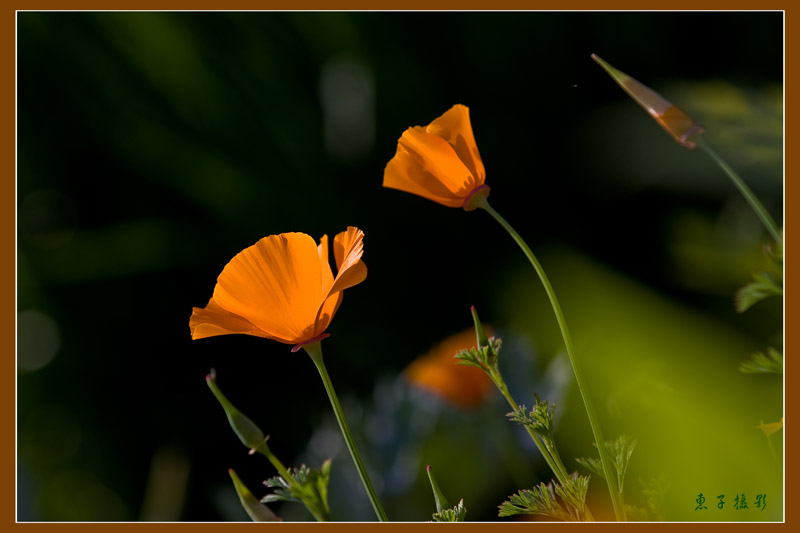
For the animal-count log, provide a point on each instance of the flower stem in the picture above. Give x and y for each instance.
(320, 515)
(314, 350)
(751, 198)
(619, 509)
(553, 462)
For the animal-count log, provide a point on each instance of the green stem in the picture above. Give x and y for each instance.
(314, 350)
(619, 509)
(556, 466)
(751, 198)
(320, 515)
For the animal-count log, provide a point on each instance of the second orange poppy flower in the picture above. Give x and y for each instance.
(440, 162)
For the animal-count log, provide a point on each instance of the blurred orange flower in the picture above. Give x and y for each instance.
(440, 162)
(282, 288)
(439, 372)
(677, 123)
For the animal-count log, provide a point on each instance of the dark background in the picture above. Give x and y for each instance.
(155, 146)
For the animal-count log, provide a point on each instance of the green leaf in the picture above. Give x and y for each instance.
(760, 363)
(620, 451)
(593, 465)
(479, 333)
(563, 502)
(438, 495)
(247, 431)
(307, 486)
(763, 286)
(257, 511)
(456, 514)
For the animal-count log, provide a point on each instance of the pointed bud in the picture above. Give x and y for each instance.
(677, 123)
(772, 427)
(438, 495)
(483, 340)
(250, 435)
(257, 511)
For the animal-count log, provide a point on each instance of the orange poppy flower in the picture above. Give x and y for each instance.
(282, 288)
(440, 162)
(439, 372)
(673, 120)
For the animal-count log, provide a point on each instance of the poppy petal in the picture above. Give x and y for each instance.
(214, 320)
(275, 284)
(454, 127)
(325, 267)
(436, 156)
(405, 173)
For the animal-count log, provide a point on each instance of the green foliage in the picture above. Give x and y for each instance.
(620, 451)
(456, 514)
(443, 511)
(763, 286)
(483, 357)
(763, 363)
(247, 431)
(257, 511)
(307, 486)
(656, 493)
(438, 495)
(539, 419)
(565, 502)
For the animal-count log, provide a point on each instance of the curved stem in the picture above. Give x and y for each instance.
(314, 350)
(555, 465)
(751, 198)
(619, 509)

> _TASK ITEM_: In transcribing the material above, reproduce each line exactly and include none of the pictures.

> _YOUR RESPONSE_:
For the animal-count log, provide a point on each instance of the flower stem in the picture above. Give x and y for each instance.
(320, 515)
(314, 350)
(751, 198)
(619, 509)
(553, 462)
For the animal-count log, provide a point on each instance of the green stem in the picture above. Give x and y for each instance.
(314, 350)
(619, 509)
(556, 466)
(751, 198)
(320, 515)
For the animal-count log, provide a point on each instance of the second orange poppy flower in the picture above. Give x and y for each instance.
(440, 162)
For the animal-count log, provide a point on each instance of the blurred orange flower in the picture above. Give x and y for each instance.
(440, 162)
(282, 288)
(439, 372)
(677, 123)
For the animal-count log, provide a point on each instance of the dark background in the picture above. Give x and y for each instance.
(155, 146)
For the animal-count log, provide a point on each instance of the green leaf in the picture above. Give x and y for each instance.
(760, 363)
(620, 451)
(593, 465)
(479, 333)
(563, 502)
(438, 495)
(247, 431)
(307, 486)
(763, 286)
(257, 511)
(456, 514)
For the animal-count log, provide a point on each instance of the pointed bud in the picture above. Give x and y for each instance.
(677, 123)
(772, 427)
(438, 495)
(483, 340)
(250, 435)
(257, 511)
For the animal-count log, provide a point on each instance of the orange poppy flower in the picture above. Give x and y for each instance.
(282, 288)
(440, 162)
(439, 372)
(673, 120)
For the animal-count log, provide a point on each instance of the poppy petal in the picture above. Give x and y for each instance.
(214, 320)
(275, 284)
(454, 127)
(325, 267)
(436, 156)
(405, 173)
For the animal-count log, provide a point on each instance of the green foliage in the picture above. Give x and y for each instance.
(620, 451)
(456, 514)
(443, 511)
(763, 286)
(483, 357)
(763, 363)
(247, 431)
(257, 511)
(307, 486)
(656, 493)
(438, 495)
(539, 419)
(565, 502)
For the animal-count log, provide a point on each instance of the curved stem in the picture above. Give x and y for each instance.
(314, 350)
(555, 465)
(751, 198)
(619, 509)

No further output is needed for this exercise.